Your objective: Nothing other than an exact copy of the records should be returned.
+-------+
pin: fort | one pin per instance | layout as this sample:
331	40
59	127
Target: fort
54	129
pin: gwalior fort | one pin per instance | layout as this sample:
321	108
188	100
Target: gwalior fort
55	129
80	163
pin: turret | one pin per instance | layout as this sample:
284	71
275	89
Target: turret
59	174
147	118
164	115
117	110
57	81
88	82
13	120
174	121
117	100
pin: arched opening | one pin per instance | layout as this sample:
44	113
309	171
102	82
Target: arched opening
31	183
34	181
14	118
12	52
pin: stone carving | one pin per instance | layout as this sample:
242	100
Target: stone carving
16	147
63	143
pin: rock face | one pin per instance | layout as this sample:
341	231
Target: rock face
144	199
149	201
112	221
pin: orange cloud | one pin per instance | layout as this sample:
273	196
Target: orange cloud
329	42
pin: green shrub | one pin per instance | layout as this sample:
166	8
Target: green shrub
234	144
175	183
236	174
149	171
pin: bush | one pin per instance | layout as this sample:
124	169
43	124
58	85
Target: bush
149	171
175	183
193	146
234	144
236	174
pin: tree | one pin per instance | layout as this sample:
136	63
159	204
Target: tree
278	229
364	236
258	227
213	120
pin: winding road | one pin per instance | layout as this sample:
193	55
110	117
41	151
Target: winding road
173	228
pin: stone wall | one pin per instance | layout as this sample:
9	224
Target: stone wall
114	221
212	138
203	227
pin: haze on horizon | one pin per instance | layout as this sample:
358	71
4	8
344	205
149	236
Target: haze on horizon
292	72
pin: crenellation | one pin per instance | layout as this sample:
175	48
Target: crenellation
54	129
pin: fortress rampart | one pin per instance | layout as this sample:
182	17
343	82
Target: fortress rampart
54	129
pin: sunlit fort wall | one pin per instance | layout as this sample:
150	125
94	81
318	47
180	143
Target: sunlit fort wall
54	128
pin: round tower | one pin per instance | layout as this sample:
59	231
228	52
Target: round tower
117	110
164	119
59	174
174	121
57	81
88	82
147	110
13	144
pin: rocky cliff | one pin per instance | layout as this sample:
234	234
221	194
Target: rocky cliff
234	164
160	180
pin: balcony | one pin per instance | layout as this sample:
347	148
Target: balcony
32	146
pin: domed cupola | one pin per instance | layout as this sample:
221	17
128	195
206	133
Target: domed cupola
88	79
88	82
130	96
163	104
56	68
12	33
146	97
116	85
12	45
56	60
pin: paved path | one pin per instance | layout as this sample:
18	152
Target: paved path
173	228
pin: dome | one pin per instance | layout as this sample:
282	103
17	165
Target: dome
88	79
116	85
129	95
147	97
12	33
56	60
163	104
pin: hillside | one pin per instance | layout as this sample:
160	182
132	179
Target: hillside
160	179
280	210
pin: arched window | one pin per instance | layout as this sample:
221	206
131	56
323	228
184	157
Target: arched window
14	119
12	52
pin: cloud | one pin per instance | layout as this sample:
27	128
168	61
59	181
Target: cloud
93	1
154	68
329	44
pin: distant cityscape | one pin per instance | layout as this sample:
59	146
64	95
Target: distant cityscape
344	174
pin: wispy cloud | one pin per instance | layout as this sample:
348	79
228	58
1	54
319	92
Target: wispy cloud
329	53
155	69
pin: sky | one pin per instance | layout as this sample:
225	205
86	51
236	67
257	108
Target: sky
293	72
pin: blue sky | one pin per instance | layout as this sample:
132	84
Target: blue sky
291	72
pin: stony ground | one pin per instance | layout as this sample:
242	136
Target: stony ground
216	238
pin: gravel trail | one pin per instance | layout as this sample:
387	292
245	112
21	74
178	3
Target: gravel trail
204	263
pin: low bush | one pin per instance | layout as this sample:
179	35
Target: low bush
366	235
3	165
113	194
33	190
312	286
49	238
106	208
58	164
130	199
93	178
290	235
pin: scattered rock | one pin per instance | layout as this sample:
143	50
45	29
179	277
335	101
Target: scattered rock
+-------+
Output for this exercise:
pin: fort | one pin per instance | layout as this sample:
331	40
59	127
Target: fort
54	129
pin: gwalior fort | one pin per instance | layout as this sample:
321	108
188	100
Target: gwalior fort
55	129
80	163
pin: turret | one pin per instance | layout as this sample:
284	71
275	89
Target: turret
59	174
147	118
164	115
117	110
57	81
88	82
13	120
174	121
117	100
pin: arched opening | one pin per instance | layout as this sample:
44	113
309	171
102	82
Target: arched opening
31	183
34	181
14	118
12	52
pin: stone carving | one pin per instance | layout as this sample:
242	100
Target: stone carving
16	147
63	143
pin: rock face | one pin per instance | layout as this sample:
341	231
Target: rock face
144	199
149	201
112	221
pin: orange cloud | one pin per instance | layout as this sample:
273	196
Target: orange cloud
329	42
pin: green shrub | one pin per instance | layout as this sample:
166	8
Target: green shrub
234	144
175	183
236	174
149	171
pin: bush | one pin per instance | layout as this sample:
124	169
43	124
58	85
Target: bush
149	171
175	183
193	146
234	144
236	174
pin: tree | one pin per instance | layout as this sample:
136	63
159	204
Target: tree
278	229
364	236
258	227
213	120
pin: winding road | one pin per instance | layout as this sample:
193	55
110	117
41	151
Target: winding road
173	228
pin: stone wall | one pin per instance | layout as this sample:
9	224
Target: stone wall
114	221
212	138
203	227
pin: haze on horizon | one pin per instance | layout as this sample:
358	71
4	8
344	205
149	236
Target: haze on horizon
292	72
pin: crenellation | one pin per instance | layout as this sample:
175	48
Target: crenellation
54	129
pin: fortress rampart | one pin per instance | layout as this sample:
182	17
343	82
Target: fortress rampart
54	129
pin: sunlit fort wall | one pin per instance | layout as this sample:
150	125
94	81
318	47
180	143
Target: sunlit fort wall
54	128
pin: round tower | one pin per instance | layout as this sample:
59	231
228	52
Target: round tower
117	110
164	119
59	174
174	121
57	81
88	82
147	110
13	144
pin: rocky cliff | one pin per instance | layout as this sample:
234	234
221	194
Target: rocky cliff
234	164
160	180
pin: balcony | one pin per instance | layout as this sample:
347	148
Target: balcony
32	146
pin: domed cupola | one pin per instance | layout as this sample:
221	17
128	195
206	133
Target: domed cupola
88	79
88	82
130	96
163	104
56	68
12	33
146	97
116	85
12	45
56	60
pin: paved path | one pin per instance | layout as this sample:
18	152
Target: paved path
173	228
pin: dome | one pin per instance | layout as this sample:
282	103
17	165
Target: dome
88	79
116	85
129	95
147	97
12	33
56	60
163	104
pin: hillside | one pin per instance | layout as this sample:
160	182
132	179
Target: hillside
160	179
280	210
pin: arched window | one pin per instance | layout as this sample:
221	206
131	56
323	228
184	157
Target: arched window
14	119
12	52
pin: cloud | one pin per instance | layout as this sample:
27	128
168	61
59	181
Target: cloud
93	1
154	68
329	44
pin: distant cityscape | one pin per instance | layout as this sample:
59	146
64	95
Target: distant cityscape
344	174
pin: wispy cloud | one pin per instance | layout as this sample:
348	79
228	58
1	54
319	92
Target: wispy cloud
329	53
155	69
pin: sky | one pin per instance | layout as this sample:
225	205
86	51
236	67
257	108
Target: sky
293	72
pin: blue sky | one pin per instance | layout as this sample:
132	84
Target: blue sky
291	72
pin: stony ground | one pin per instance | layout as this sample:
242	136
Target: stony ground
216	238
pin: gravel trail | one pin per instance | layout as this sample:
387	292
245	112
21	74
178	3
Target: gravel trail
204	263
pin: low bush | one pin per instance | layout as this sample:
179	35
Target: low bush
366	235
3	165
113	194
33	190
312	286
49	238
106	208
58	164
130	199
93	178
290	235
pin: scattered rock | one pin per instance | layout as this sample:
143	50
45	29
179	277
335	101
Target: scattered rock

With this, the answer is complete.